▸ TASK ITEM: The expected output is each line in the data below that includes the string "smear".

▸ PROVIDED RECORDS:
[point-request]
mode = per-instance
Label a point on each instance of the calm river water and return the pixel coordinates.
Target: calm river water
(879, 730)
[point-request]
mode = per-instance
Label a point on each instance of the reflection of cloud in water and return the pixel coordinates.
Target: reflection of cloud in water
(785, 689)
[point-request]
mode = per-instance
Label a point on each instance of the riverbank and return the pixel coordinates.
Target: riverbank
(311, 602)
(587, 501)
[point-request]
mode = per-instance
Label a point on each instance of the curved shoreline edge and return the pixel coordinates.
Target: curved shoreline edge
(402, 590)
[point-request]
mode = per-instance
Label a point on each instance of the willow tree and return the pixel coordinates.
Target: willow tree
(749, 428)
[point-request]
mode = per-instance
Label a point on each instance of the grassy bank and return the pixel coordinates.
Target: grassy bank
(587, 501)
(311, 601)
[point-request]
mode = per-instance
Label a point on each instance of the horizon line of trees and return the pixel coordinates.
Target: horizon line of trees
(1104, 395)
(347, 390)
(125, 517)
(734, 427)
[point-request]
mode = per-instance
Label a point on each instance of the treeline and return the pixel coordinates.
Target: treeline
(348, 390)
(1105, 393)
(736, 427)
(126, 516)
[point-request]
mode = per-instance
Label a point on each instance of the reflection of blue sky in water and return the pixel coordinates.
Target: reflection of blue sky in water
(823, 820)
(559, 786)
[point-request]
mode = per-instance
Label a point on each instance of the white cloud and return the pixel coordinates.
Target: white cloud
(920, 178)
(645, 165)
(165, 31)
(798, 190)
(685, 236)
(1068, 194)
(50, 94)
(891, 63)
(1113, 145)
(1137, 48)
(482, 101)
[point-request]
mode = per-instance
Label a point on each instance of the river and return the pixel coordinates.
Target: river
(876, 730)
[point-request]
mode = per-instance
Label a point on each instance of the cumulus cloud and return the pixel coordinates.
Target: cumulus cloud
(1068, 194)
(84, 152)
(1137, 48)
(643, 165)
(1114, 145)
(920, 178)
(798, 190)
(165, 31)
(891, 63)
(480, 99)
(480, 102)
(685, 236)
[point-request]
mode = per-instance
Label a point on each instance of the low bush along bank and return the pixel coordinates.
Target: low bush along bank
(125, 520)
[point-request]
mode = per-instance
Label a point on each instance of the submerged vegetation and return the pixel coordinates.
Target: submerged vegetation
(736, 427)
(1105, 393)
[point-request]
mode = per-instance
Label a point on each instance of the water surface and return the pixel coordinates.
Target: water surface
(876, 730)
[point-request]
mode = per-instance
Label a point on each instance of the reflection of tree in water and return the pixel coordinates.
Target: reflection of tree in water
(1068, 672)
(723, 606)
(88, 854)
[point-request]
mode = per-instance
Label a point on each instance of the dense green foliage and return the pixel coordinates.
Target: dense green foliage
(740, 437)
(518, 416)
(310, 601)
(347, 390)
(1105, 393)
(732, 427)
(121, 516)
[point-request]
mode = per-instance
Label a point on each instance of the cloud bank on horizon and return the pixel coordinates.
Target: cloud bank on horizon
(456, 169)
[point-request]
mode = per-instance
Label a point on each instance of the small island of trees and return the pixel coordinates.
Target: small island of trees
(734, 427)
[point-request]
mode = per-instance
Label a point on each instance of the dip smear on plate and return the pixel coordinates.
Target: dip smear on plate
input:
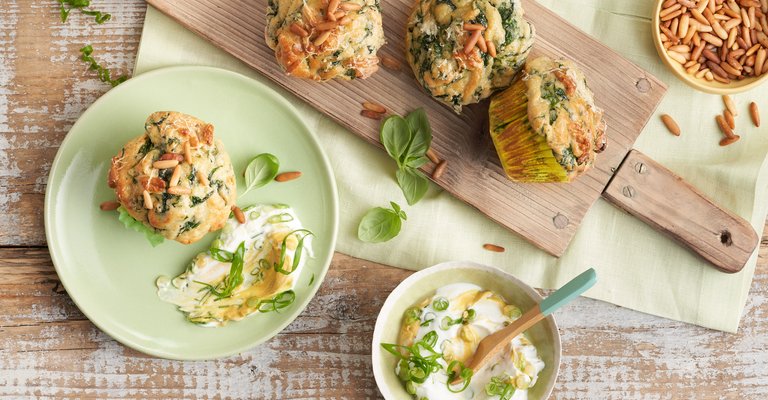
(252, 267)
(443, 332)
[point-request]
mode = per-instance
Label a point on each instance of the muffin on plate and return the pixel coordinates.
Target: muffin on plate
(463, 51)
(322, 40)
(546, 126)
(176, 178)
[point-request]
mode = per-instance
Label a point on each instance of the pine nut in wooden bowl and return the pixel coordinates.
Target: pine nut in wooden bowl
(692, 38)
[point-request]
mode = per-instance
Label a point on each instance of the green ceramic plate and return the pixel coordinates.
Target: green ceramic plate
(544, 335)
(110, 271)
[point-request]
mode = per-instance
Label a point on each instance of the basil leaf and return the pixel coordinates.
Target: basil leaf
(260, 171)
(413, 183)
(395, 135)
(421, 135)
(380, 224)
(152, 236)
(416, 163)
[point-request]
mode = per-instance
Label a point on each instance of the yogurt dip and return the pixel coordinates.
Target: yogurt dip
(442, 333)
(252, 267)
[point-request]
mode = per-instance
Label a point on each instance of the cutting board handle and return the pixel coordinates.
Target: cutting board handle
(651, 192)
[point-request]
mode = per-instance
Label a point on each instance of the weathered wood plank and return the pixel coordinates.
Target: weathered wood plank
(47, 347)
(474, 174)
(49, 350)
(44, 88)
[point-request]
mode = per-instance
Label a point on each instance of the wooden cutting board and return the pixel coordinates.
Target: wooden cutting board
(546, 214)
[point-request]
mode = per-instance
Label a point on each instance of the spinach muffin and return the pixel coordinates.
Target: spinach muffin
(176, 178)
(461, 51)
(546, 126)
(322, 40)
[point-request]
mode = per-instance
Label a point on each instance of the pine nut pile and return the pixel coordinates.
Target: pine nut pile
(717, 40)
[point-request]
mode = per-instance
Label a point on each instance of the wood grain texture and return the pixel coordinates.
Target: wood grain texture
(44, 88)
(49, 350)
(651, 192)
(628, 94)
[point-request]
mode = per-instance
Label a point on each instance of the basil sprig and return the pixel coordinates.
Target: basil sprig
(260, 171)
(104, 74)
(407, 141)
(66, 6)
(235, 276)
(381, 224)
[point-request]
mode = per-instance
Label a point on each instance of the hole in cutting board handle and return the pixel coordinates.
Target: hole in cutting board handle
(725, 238)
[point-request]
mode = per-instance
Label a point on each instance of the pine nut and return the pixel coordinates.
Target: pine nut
(175, 176)
(299, 30)
(671, 125)
(348, 6)
(727, 131)
(390, 63)
(147, 200)
(472, 41)
(165, 164)
(491, 49)
(371, 114)
(729, 119)
(322, 38)
(332, 6)
(326, 26)
(494, 248)
(179, 190)
(374, 107)
(754, 112)
(171, 156)
(439, 170)
(109, 206)
(473, 27)
(432, 156)
(730, 105)
(187, 153)
(201, 178)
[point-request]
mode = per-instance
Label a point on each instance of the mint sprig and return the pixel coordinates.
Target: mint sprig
(407, 141)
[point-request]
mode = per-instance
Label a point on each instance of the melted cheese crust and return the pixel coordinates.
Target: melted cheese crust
(435, 48)
(184, 218)
(562, 108)
(348, 53)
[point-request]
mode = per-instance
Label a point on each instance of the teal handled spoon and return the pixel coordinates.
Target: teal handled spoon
(494, 343)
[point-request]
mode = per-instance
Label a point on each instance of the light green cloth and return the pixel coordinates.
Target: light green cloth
(637, 267)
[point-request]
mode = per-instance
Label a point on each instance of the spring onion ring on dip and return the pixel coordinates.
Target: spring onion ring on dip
(252, 267)
(442, 333)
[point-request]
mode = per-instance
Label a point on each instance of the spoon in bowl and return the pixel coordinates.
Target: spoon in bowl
(494, 343)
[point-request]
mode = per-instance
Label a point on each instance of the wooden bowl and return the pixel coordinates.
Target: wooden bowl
(544, 335)
(703, 85)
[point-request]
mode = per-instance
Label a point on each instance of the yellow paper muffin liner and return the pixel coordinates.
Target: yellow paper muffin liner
(524, 154)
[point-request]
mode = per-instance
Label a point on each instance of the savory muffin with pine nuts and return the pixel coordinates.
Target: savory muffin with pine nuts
(176, 178)
(546, 126)
(462, 51)
(322, 40)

▸ RESPONSE TO THE TASK:
Label a point on each instance of the dip smear on plate and return the pixel coordinates.
Target: dip smear on plate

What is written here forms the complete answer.